** start EXCERPTED TEXT **
# '39 Colson Catalog



## Boris (Jun 25, 2015)

Not sure if this is complete, but this is what I have. plus a '39 Firestone catalog page.


----------



## vincev (Jun 25, 2015)

do you take Pay Pal ?


----------



## HARPO (Jun 25, 2015)

Dave...you saw the 1939 Firestone I got last weekend. Any chance you'd have a page from the catalog with that in there? THANKS if you do!!!


----------



## HARPO (Jun 25, 2015)

Dave, In case you forgot it...

fred


----------



## Boris (Jun 25, 2015)

HARPO said:


> Dave...you saw the 1939 Firestone I got last weekend. Any chance you'd have a page from the catalog with that in there? THANKS if you do!!!




Fred-
Isn't that on the Firestone page (last) with a Cruiser badge? And I'm thinking that it's basically the same bike #06269 on the Colson Catalog pages. Both are showing the Winner headlight.


----------



## HARPO (Jun 25, 2015)

Dave Marko said:


> Fred-
> Isn't that on the Firestone page (last) with a Cruiser badge? And I'm thinking that it's basically the same bike #06269 on the Colson Catalog pages. Both are showing the Winner headlight.




_ Yup...I believe it is...thanks!_

fred


----------



## Boris (Jun 25, 2015)

vincev said:


> do you take Pay Pal ?




See. Right there is a perfect example of what I was saying about the huge gap between the way your mind works, and reality. I'm not selling anything here, Vince!


----------



## vincev (Jun 25, 2015)

Will a money order be ok?


----------



## Boris (Jun 25, 2015)

vincev said:


> Will a money order be ok?




Yeah, sure, fine, whatever...........................nerd.


----------



## Archie Sturmer (Jun 6, 2021)

Available again (not mine) for those who did not already download and print.
https://www.ebay.com/itm/224482527999?campid=5335809022Some of the presented pages look different, this time.
** end EXCERPTED TEXT **
## TASK
Write what comes next in the forum thread about the 1939 Colson catalog, starting after its last post. The lines after this point come from a separate source, not from the thread about the 1939 Colson catalog.
** start RECORDED INFORMATION **
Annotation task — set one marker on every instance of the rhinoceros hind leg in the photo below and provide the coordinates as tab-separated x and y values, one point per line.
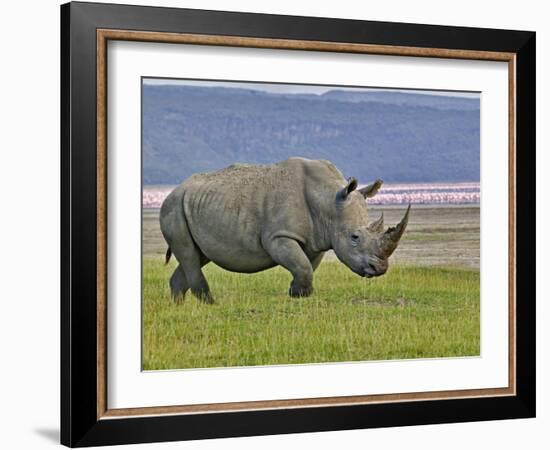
** end RECORDED INFORMATION **
## OUTPUT FOR THIS EXERCISE
----------



## JLF (Jun 6, 2021)

Men's Single Bar Special - Model #01169 on page 4.  

Interesting that it doesn't have a photo of that model, but I assume its the same bike as my 1942 'camelback'.  Mine was maroon and white under the green and white house paint.  So the colors were around for a few years too.


----------



## bikewhorder (Jun 9, 2021)

So there's a '39 Colson Commander? Any of these unicorns ever show up IRL?


----------



## bikewhorder (Jun 9, 2021)

Thanks for posting this @Archie Sturmer  I got the seller to come back down a bit on the price.  I had to have it to go with my '39 Deluxe model #04369


----------



## Archie Sturmer (Jun 9, 2021)

The thanks should go to @Boris who started this thread.


----------



## Freqman1 (Jun 9, 2021)

bikewhorder said:


> Thanks for posting this @Archie Sturmer  I got the seller to come back down a bit on the price.  I had to have it to go with my '39 Deluxe model #04369
> 
> View attachment 1427273
> 
> View attachment 1427274



What chain ring is on that bike? V/r Shawn


----------



## fordmike65 (Jun 10, 2021)

Freqman1 said:


> What chain ring is on that bike? V/r Shawn



Almost looks like an early Iver. I believe that's the bike "as-found". Here's another pic after a few things were corrected and swapped in.


----------



## Freqman1 (Jun 10, 2021)

Looks like it morphed from a Deluxe to an Imperial with the early stem. They do this to Schwinns all the time! V/r Shawn


----------



## bikewhorder (Jun 10, 2021)

Freqman1 said:


> Looks like it morphed from a Deluxe to an Imperial with the early stem. They do this to Schwinns all the time! V/r Shawn



It's going to be morphed back into a non Imperial.  The bike also came with the original fenders not shown in any of these pictures.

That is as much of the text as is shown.